** BEGIN INFORMATION SHOWN **

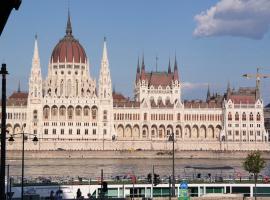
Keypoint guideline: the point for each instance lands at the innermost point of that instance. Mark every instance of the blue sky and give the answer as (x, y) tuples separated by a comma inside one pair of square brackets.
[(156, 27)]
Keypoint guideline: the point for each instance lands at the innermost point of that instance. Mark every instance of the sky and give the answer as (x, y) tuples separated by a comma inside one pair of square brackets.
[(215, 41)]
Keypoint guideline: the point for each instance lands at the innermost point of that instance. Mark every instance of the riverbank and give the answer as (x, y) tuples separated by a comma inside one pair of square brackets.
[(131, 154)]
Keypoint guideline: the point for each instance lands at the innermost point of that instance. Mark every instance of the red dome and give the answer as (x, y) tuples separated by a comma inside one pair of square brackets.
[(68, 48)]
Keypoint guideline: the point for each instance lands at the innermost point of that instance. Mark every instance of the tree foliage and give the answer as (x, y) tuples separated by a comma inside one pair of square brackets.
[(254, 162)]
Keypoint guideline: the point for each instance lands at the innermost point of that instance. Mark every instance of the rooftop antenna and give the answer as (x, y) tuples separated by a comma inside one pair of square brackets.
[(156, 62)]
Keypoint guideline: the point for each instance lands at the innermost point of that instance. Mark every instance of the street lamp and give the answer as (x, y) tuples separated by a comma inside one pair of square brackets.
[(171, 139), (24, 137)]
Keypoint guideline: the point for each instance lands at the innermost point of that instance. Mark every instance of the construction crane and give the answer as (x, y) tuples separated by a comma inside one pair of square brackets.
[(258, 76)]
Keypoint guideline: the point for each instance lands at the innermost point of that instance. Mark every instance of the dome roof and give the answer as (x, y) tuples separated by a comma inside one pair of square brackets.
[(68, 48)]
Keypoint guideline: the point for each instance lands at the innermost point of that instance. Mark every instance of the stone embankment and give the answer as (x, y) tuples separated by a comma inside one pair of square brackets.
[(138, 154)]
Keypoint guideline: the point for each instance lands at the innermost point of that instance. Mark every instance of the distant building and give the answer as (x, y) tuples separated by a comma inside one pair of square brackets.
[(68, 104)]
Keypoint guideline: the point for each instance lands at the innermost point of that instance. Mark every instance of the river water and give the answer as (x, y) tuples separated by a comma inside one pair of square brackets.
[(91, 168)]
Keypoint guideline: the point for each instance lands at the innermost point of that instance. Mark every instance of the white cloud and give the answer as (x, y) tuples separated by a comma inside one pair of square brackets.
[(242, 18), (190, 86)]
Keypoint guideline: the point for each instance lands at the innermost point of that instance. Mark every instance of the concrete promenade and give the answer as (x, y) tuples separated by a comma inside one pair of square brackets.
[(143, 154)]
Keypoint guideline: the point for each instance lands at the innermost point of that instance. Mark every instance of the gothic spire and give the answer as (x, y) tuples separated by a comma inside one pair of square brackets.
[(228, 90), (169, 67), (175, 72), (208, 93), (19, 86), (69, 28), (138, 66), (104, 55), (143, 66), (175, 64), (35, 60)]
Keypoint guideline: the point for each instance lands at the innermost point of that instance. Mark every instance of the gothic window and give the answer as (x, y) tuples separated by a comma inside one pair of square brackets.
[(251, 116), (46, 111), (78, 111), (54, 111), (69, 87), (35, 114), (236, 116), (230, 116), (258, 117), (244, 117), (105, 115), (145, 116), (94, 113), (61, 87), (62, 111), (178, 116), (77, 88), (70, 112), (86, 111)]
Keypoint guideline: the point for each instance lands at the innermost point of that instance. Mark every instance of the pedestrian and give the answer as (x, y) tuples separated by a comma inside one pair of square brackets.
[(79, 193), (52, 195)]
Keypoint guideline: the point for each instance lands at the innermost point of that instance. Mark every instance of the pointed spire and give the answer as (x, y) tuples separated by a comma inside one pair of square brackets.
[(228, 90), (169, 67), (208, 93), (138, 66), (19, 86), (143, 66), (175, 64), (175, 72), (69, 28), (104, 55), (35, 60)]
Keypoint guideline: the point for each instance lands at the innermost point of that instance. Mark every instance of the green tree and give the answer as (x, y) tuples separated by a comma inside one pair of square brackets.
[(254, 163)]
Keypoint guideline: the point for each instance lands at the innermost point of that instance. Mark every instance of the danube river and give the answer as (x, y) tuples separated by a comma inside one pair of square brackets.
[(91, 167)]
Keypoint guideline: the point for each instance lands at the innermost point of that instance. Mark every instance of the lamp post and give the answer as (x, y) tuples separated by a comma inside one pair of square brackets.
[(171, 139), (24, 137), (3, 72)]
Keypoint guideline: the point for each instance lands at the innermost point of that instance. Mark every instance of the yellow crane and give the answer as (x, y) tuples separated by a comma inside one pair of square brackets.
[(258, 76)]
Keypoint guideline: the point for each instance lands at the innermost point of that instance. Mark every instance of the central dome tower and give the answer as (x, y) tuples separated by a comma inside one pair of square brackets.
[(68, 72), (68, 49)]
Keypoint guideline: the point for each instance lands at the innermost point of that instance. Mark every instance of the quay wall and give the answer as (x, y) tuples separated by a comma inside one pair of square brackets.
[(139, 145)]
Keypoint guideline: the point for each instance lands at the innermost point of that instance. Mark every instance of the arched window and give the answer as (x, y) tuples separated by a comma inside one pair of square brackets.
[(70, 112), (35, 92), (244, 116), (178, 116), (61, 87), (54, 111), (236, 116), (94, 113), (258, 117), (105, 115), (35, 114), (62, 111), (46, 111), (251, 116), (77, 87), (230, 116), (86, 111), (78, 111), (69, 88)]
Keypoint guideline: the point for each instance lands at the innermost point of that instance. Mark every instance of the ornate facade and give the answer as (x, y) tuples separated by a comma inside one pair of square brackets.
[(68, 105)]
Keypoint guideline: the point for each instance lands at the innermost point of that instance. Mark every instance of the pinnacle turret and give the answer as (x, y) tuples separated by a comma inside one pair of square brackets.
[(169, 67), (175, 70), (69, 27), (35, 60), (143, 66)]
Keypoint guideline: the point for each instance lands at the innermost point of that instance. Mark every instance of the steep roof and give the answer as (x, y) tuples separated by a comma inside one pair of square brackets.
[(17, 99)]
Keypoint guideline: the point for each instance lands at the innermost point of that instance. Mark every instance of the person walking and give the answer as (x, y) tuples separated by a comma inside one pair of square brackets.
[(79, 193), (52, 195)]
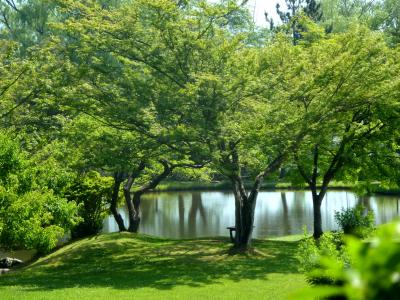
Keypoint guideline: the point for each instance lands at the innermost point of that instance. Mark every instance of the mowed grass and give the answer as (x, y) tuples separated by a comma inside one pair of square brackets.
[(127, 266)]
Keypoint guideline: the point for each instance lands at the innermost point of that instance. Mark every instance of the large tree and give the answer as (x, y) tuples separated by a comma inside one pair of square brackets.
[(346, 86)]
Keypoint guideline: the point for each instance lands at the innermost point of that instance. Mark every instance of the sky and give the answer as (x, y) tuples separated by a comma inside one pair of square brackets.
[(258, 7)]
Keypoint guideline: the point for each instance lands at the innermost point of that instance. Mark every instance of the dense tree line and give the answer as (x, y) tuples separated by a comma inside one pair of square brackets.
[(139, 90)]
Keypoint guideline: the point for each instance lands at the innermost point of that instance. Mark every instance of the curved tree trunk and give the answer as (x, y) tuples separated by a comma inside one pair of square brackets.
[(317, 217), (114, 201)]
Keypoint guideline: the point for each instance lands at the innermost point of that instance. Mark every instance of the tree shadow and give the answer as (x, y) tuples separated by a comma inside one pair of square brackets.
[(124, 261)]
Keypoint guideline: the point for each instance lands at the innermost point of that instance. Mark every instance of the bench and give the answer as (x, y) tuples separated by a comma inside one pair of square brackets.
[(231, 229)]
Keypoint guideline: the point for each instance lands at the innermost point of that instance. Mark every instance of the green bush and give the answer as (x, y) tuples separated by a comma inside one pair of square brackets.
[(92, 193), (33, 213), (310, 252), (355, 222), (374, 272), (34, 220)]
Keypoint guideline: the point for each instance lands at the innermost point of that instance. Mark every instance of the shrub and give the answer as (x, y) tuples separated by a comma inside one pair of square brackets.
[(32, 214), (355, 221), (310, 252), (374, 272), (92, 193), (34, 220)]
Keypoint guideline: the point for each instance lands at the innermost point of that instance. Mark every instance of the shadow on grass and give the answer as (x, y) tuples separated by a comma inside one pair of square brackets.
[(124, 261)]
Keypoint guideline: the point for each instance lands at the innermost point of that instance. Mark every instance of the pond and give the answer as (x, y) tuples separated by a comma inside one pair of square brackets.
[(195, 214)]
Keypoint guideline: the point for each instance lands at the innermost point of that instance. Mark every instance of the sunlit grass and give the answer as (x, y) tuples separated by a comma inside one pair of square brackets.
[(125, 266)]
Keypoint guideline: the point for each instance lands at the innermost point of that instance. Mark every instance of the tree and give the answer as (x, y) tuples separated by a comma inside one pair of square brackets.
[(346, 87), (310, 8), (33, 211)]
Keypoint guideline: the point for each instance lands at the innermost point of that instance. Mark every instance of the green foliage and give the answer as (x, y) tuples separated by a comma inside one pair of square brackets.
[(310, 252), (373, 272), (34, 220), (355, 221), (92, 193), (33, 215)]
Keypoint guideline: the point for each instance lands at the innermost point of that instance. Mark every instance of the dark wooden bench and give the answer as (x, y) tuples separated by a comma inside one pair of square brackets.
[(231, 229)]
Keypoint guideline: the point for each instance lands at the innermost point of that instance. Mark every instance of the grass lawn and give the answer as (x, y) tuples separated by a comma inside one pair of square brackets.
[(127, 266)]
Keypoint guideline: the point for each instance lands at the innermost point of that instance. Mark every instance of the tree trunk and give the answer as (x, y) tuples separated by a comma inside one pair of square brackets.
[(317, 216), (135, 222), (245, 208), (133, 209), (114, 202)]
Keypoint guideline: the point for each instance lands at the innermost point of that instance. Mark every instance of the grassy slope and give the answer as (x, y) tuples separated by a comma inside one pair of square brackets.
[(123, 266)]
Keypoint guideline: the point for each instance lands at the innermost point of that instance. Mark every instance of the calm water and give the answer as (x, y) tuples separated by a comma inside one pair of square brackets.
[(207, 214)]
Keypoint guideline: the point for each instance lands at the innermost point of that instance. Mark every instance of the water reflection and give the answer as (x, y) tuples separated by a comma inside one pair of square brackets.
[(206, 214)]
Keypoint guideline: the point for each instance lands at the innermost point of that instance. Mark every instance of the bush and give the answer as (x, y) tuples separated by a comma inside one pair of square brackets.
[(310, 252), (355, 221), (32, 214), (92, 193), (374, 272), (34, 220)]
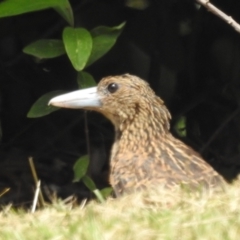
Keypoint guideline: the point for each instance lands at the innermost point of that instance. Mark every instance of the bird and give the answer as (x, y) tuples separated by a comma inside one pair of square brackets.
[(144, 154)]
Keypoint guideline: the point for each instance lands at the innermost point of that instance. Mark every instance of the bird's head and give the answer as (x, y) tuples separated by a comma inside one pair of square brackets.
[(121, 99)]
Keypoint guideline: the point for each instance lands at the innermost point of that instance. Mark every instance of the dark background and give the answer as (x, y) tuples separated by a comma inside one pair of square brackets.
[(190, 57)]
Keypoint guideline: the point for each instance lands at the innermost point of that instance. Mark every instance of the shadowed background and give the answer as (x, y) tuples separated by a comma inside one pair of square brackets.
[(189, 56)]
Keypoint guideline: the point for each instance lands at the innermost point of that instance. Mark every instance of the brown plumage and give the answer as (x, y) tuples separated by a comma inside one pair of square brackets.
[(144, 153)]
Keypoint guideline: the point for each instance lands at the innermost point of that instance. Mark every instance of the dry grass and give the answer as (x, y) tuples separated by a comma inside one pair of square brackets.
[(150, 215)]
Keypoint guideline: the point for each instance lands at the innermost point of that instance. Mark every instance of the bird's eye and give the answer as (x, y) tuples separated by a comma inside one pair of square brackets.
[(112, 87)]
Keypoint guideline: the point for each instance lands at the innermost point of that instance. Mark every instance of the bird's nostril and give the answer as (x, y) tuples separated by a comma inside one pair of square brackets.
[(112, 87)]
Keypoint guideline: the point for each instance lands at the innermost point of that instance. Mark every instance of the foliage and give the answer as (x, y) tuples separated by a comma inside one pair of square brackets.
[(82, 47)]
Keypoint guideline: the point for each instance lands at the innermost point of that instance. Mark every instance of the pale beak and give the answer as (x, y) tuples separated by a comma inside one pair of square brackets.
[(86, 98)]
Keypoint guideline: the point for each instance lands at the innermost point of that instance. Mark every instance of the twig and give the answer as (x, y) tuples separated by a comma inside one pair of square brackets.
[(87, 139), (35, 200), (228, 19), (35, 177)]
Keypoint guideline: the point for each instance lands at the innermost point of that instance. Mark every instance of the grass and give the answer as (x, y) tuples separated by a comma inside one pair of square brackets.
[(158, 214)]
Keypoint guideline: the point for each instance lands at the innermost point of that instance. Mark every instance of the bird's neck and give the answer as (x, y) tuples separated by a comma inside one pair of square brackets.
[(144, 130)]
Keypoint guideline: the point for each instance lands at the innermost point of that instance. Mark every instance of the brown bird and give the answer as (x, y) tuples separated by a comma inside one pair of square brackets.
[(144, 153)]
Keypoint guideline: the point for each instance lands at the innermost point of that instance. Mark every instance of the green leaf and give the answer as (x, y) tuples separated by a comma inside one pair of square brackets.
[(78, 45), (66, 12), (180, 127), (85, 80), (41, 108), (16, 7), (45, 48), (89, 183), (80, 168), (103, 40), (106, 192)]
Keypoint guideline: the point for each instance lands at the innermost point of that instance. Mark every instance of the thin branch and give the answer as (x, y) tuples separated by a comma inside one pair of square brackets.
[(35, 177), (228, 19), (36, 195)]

** END INFORMATION SHOWN **

EXERCISE GOAL
Reproduce the records, requests included, from their beginning through the line containing "[(156, 27)]", with that line included, and give only those lines. Multiply every point coordinate in the answers by 2.1 and round each to the nearest whole number, rounding halves up; leave the numbers in the requests unchanged and omit the pictures.

RESPONSE
Keypoint guideline: the point for each instance lands at the innermost point of that instance. Mark every instance of the blue sky and give the answer as (x, y) tuples separated by a comma inside one pair of square brackets.
[(328, 57)]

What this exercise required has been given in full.